» Problem to solve
Each line from the start of the records through the line containing "box: [22, 316, 91, 331]" is to be transcribed exactly, and no other line is to be included.

» Data extracts
┌──
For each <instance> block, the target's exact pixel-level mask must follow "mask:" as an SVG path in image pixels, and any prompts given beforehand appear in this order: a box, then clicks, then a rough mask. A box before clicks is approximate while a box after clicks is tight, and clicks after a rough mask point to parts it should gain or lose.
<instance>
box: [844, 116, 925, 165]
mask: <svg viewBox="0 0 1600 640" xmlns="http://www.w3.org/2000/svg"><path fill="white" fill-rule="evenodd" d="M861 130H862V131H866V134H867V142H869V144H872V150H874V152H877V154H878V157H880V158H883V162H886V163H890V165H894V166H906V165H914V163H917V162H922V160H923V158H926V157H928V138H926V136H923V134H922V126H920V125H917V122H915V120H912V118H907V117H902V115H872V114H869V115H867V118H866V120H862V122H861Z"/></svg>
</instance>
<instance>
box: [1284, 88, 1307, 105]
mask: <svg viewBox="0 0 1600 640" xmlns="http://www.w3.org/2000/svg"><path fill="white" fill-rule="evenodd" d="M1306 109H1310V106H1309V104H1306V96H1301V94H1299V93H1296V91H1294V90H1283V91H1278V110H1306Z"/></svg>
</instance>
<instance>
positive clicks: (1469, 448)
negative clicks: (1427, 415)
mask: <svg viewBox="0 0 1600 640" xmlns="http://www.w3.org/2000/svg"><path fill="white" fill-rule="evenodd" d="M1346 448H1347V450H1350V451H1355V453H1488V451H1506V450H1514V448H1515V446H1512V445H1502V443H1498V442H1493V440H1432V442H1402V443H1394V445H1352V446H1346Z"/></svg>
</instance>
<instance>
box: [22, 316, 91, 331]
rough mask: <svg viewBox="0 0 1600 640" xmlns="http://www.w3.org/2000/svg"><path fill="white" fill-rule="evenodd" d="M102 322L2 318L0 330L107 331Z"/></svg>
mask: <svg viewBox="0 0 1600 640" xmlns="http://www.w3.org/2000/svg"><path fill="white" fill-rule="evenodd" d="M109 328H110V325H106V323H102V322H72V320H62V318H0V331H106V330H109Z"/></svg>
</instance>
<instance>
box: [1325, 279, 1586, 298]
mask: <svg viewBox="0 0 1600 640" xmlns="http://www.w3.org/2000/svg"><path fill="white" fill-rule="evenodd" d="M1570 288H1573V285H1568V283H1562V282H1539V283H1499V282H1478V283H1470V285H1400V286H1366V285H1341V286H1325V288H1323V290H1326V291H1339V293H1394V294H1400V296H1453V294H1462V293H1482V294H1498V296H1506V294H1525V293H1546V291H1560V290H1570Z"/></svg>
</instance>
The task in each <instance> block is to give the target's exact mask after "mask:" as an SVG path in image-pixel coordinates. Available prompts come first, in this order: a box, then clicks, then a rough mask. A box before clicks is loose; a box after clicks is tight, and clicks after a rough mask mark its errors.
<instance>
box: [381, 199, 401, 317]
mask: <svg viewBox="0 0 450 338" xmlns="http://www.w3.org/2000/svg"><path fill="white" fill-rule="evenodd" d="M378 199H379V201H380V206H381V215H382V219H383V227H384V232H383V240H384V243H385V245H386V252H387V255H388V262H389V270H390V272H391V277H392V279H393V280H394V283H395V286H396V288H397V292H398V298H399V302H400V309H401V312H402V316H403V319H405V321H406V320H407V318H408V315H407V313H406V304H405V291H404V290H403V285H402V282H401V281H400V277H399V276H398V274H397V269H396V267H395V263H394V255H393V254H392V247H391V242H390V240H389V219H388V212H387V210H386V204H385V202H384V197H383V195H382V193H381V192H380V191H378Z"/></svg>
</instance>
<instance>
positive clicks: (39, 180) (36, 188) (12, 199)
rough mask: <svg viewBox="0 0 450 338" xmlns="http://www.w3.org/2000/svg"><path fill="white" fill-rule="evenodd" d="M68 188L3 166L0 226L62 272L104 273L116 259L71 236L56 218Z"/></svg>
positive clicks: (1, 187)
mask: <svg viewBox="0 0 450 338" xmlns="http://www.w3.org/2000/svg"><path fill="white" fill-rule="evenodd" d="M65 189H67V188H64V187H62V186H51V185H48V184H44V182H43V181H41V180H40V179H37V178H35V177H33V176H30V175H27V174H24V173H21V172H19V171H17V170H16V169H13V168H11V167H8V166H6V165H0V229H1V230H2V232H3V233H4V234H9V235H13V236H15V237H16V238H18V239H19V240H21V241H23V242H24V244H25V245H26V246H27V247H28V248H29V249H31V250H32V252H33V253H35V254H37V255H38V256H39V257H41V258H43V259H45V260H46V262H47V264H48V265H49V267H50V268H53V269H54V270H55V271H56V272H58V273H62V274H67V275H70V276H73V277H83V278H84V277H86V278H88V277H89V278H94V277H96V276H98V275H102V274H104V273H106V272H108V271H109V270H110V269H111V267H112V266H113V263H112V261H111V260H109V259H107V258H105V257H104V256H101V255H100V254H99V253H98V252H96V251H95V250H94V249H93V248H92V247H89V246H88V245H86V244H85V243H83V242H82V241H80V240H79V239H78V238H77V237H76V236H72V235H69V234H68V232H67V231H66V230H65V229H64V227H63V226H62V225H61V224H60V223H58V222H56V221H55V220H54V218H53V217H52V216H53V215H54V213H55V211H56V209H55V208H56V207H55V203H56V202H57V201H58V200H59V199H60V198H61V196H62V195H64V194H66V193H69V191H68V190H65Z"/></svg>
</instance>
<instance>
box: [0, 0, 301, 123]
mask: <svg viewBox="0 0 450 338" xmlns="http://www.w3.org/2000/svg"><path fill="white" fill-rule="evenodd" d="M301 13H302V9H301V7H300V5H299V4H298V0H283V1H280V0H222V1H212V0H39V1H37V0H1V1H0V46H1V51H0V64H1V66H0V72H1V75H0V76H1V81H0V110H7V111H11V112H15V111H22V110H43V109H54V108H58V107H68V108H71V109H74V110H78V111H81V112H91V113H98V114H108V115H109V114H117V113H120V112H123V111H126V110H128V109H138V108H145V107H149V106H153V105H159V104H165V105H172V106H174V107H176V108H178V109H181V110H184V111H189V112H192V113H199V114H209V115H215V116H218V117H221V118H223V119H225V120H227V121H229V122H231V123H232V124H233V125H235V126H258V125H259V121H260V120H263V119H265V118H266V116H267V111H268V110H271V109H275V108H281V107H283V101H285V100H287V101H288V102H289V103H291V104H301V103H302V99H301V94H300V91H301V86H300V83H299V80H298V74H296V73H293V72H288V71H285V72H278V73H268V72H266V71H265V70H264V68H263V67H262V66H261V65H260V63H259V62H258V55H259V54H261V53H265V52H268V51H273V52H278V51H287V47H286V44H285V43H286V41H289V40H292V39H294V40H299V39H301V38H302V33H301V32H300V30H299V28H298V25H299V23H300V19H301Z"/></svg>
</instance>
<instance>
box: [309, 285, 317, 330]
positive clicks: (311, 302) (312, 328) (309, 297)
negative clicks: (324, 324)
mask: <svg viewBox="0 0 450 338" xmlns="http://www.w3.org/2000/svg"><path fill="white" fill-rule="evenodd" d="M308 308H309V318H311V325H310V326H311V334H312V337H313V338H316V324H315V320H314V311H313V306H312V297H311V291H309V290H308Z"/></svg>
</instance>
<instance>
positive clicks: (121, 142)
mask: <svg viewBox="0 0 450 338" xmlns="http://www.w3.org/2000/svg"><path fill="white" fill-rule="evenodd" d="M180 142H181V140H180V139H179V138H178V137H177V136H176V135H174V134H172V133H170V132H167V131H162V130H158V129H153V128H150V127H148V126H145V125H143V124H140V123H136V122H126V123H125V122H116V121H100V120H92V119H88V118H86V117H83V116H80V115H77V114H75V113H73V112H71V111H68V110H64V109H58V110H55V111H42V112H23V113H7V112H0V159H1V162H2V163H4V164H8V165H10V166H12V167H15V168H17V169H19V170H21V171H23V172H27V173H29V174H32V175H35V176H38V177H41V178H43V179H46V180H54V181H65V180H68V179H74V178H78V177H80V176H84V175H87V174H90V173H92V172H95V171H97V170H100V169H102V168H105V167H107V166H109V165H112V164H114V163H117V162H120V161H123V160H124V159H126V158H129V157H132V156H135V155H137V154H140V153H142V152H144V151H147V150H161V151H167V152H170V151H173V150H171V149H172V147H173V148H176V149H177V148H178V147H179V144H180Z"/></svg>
└──
» Result of this exercise
For each <instance> block, the target's exact pixel-level mask must follow "mask:" as an SVG path in image pixels, and any prompts given beforehand appear in this order: a box, then clicks, then a rough mask. A box before clicks is approximate while a box after clicks is tight, and clicks after a rough mask point to parts it should gain or lose.
<instance>
box: [844, 116, 925, 165]
mask: <svg viewBox="0 0 1600 640" xmlns="http://www.w3.org/2000/svg"><path fill="white" fill-rule="evenodd" d="M861 130H862V131H866V134H867V142H869V144H872V150H874V152H877V154H878V157H880V158H883V162H886V163H890V165H894V166H906V165H914V163H917V162H922V160H923V158H926V157H928V138H926V136H923V134H922V126H920V125H917V122H915V120H912V118H907V117H902V115H872V114H869V115H867V118H866V120H862V122H861Z"/></svg>
</instance>
<instance>
box: [1284, 88, 1307, 105]
mask: <svg viewBox="0 0 1600 640" xmlns="http://www.w3.org/2000/svg"><path fill="white" fill-rule="evenodd" d="M1306 109H1310V106H1309V104H1306V96H1301V94H1299V93H1296V91H1294V90H1283V91H1278V110H1306Z"/></svg>
</instance>
<instance>
positive clicks: (1469, 448)
negative clicks: (1427, 415)
mask: <svg viewBox="0 0 1600 640" xmlns="http://www.w3.org/2000/svg"><path fill="white" fill-rule="evenodd" d="M1346 448H1347V450H1350V451H1355V453H1488V451H1506V450H1514V448H1515V446H1512V445H1502V443H1498V442H1493V440H1432V442H1402V443H1394V445H1352V446H1346Z"/></svg>
</instance>
<instance>
box: [22, 316, 91, 331]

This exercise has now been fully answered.